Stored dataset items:
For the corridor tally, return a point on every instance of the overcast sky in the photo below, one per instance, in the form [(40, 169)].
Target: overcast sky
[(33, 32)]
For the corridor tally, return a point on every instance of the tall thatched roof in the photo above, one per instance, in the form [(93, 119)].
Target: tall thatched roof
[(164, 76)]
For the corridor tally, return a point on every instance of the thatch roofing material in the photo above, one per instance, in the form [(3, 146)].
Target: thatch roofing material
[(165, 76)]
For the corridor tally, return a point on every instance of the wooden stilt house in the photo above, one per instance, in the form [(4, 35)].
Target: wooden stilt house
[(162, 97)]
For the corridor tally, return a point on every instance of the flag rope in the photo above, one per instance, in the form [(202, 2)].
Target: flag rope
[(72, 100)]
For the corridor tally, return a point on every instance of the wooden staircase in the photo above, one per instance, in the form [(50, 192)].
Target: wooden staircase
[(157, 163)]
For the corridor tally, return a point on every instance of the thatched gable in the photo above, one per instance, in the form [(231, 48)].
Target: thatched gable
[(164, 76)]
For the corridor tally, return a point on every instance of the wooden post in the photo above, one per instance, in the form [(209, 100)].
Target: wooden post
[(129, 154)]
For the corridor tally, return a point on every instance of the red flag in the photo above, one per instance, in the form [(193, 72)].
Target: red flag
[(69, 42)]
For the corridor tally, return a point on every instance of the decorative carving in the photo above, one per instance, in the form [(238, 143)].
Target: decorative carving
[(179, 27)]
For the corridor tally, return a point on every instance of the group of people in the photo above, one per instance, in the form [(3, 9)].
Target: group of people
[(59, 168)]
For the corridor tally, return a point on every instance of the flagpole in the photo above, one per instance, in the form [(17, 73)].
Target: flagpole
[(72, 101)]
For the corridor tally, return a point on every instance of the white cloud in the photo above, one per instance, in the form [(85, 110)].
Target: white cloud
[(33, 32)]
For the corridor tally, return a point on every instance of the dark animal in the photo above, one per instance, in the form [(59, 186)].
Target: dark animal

Activity. Return each entry above exactly, leaving none out.

Result.
For the corridor tally, return a point on every instance of the overcast sky in the photo below, one per instance, in the form [(40, 169)].
Target: overcast sky
[(33, 32)]
For the corridor tally, return a point on every instance of the tall thatched roof in the photo above, one per instance, in the form [(93, 119)].
Target: tall thatched roof
[(164, 76)]
For the corridor tally, return a point on every instance of the thatch roofing material in the photo above, one per instance, in the form [(3, 146)].
Target: thatch roofing material
[(165, 76)]
For the corridor tally, return a point on every instance of the wooden stilt house in the photo above, one per instance, in the form [(4, 35)].
Target: wooden stilt house
[(162, 97)]
For the corridor tally, return a point on every instance of the flag rope in the photo above, one per instance, in the form [(202, 2)].
Target: flag rope
[(72, 100)]
For the corridor tally, return a point on every instance of the wooden staircase in the photo above, one per instance, in the form [(50, 192)].
Target: wooden staircase
[(157, 163)]
For the corridor tally, return a point on every instance of the thatched gable in the photo above, one per instance, in the form [(231, 48)].
Target: thatched gable
[(164, 76)]
For the corridor tally, return a point on every instance of the wooden post in the photo above, one per instance, in the form [(209, 100)].
Target: wooden post
[(129, 154)]
For the corridor tally, return a point on every instance of the red flag in the photo above, one per instance, in the form [(193, 72)].
Target: red flag
[(69, 42)]
For the corridor tally, return a point on every instance of the decorative carving in the photo above, one per instance, in the form [(238, 143)].
Target: decorative carving
[(179, 27)]
For the corridor tally, return a point on every instance of the group of people in the photo above, one per instance, in the form [(3, 9)].
Target: group of people
[(59, 168)]
For the corridor tally, return a point on every instance of the flagpole in the photo above, one per instance, in the form [(17, 73)].
Target: flagpole
[(72, 101)]
For the corridor tally, return a point on every instance of the white cloud in the photo above, one per instance, in the form [(85, 110)].
Target: white cloud
[(33, 32)]
For the corridor tally, return a point on every instance of the dark animal in the photo above, one per instance, in the form [(59, 186)].
Target: dark animal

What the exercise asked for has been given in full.